In fedora u have to mount the windows drives manually!


----------



## The_Devil_Himself (Oct 25, 2007)

*Re: %::::: Open Source :::::%*

Mint is actually based on ubuntu.
Go for Mint.....But mandriva is good too.


----------



## azzu (Oct 25, 2007)

*Re: %::::: Open Source :::::%*

i also want Eye candy


----------



## Gigacore (Oct 25, 2007)

*Re: %::::: Open Source :::::%*

Mint 

where is Ubuntu GG in the list?


----------



## azzu (Oct 25, 2007)

*Re: %::::: Open Source :::::%*

I dont av UB GG

do MINT hav COMPIZ , BERYL ??


----------



## Gigacore (Oct 25, 2007)

*Re: %::::: Open Source :::::%*

ok. . . .  Mint is fine. . it has beryl.


----------



## azzu (Oct 25, 2007)

*Re: %::::: Open Source :::::%*

which packages can we install on MANRIVA .deb or rpm ??


----------



## Kiran.dks (Oct 25, 2007)

*Re: %::::: Open Source :::::%*

Beryl & Compiz have merged. Then why is it that MINT is shipping both separately? It adds confusion to new comers.


----------



## azzu (Oct 25, 2007)

*Re: %::::: Open Source :::::%*

so shud i go for Mint ??


----------



## QwertyManiac (Oct 25, 2007)

*Re: %::::: Open Source :::::%*

Yes go for it, would perhaps be easy for you. But its no use if you don't put in an effort to get adjusted.


----------



## azzu (Oct 25, 2007)

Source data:
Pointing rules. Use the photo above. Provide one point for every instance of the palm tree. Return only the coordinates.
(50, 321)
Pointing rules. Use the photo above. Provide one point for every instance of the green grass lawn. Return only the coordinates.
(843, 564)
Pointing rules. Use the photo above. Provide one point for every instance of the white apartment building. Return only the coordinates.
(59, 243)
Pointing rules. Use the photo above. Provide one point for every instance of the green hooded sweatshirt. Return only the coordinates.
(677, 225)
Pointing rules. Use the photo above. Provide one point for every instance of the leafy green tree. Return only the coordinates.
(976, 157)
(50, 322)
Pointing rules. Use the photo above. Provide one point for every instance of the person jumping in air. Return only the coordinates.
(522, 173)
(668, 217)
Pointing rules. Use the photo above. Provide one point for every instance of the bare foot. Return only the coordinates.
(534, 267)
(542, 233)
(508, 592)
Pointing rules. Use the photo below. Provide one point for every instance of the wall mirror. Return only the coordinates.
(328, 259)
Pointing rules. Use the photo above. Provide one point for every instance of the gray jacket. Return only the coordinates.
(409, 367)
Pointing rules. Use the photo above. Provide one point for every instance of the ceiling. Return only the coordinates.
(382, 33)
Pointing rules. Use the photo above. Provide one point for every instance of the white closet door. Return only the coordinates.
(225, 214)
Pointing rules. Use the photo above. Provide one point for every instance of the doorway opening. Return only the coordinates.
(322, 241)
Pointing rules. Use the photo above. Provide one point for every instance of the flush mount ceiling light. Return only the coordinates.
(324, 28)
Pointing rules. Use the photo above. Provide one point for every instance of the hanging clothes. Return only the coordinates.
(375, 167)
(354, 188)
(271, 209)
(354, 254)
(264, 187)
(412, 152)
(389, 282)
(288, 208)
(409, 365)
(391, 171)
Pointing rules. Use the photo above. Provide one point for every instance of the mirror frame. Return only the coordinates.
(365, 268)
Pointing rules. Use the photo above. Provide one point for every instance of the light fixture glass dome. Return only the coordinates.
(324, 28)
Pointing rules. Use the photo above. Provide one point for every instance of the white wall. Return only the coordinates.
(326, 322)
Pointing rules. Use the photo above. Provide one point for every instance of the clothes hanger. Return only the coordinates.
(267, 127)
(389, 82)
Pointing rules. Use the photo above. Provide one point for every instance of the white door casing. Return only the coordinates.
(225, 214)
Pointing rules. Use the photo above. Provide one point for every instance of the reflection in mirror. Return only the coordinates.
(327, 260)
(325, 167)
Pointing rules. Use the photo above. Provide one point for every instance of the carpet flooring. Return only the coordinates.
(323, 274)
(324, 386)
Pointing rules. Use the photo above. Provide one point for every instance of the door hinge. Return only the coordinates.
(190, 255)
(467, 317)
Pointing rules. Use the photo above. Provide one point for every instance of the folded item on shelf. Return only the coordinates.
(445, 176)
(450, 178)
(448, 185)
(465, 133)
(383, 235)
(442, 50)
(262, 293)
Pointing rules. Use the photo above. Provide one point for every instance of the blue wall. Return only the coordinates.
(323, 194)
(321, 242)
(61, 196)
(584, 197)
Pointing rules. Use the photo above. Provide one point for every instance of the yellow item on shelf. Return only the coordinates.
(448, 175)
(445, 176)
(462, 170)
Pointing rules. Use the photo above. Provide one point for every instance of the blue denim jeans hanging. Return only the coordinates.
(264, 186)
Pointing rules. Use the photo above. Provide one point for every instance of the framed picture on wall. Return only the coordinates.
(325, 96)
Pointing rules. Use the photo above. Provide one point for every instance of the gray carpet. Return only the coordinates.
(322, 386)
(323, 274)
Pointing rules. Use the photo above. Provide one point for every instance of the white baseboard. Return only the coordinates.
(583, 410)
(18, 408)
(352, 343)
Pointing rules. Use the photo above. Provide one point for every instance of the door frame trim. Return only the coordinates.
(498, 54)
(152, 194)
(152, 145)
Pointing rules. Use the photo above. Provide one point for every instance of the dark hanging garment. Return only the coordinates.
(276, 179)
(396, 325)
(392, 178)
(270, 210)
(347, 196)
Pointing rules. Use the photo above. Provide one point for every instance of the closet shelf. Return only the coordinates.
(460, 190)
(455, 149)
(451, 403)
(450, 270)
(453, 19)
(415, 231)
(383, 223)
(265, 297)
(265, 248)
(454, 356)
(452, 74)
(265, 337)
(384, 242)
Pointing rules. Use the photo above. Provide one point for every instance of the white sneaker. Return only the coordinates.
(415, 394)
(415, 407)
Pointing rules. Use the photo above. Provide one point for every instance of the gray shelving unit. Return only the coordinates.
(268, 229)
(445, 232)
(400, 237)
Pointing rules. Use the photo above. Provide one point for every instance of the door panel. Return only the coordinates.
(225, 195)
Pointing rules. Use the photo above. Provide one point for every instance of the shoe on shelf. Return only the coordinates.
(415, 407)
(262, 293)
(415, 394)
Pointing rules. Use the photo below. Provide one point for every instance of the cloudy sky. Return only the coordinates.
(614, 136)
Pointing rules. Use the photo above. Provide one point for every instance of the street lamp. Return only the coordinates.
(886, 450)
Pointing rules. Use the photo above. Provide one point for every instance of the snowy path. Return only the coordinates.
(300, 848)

**Goals**
[1] In the Linux distribution thread, what does The_Devil_Himself say Mint is based on?
[2] Resume the thread on Linux distributions from the point where it stops.

**Task-by-task answers**
[1] Ubuntu.

[2]
*Re: %::::: Open Source :::::%*

^^^ yup 
but QWERTy sir iam very very new to all these thing's 
didnt even know wat is a KONSOLE 
so how wud i know the some thing soft converting the packages 
ok leave it
so guys ....
i also dont want to download anything (xcept messennger etc..)
it shud be able to plat DVD's music etc..
i thught Mandriva got all thoose


----------



## Gigacore (Oct 25, 2007)

*Re: %::::: Open Source :::::%*

then i would suggest you to go for UBUNTU. you can learn new things easily in Ubuntu


----------



## QwertyManiac (Oct 25, 2007)

*Re: %::::: Open Source :::::%*

Mint has codecs I heard. Which is why I suggested you that (Not the light version). But if its Mandriva you wanna go with, all the same. It all boils down on getting used to something new. And yes, Messengers come bundled along.


----------



## azzu (Oct 25, 2007)

*Re: %::::: Open Source :::::%*

iam presently on Ubuntu but it doesnt hav the all necessary codecs 
and i hav Dailup

yup my main Reason is i shud not dowload anything
it shud contain al necessary softs codecs etc
which packages can we install on MANRIVA .deb or rpm ??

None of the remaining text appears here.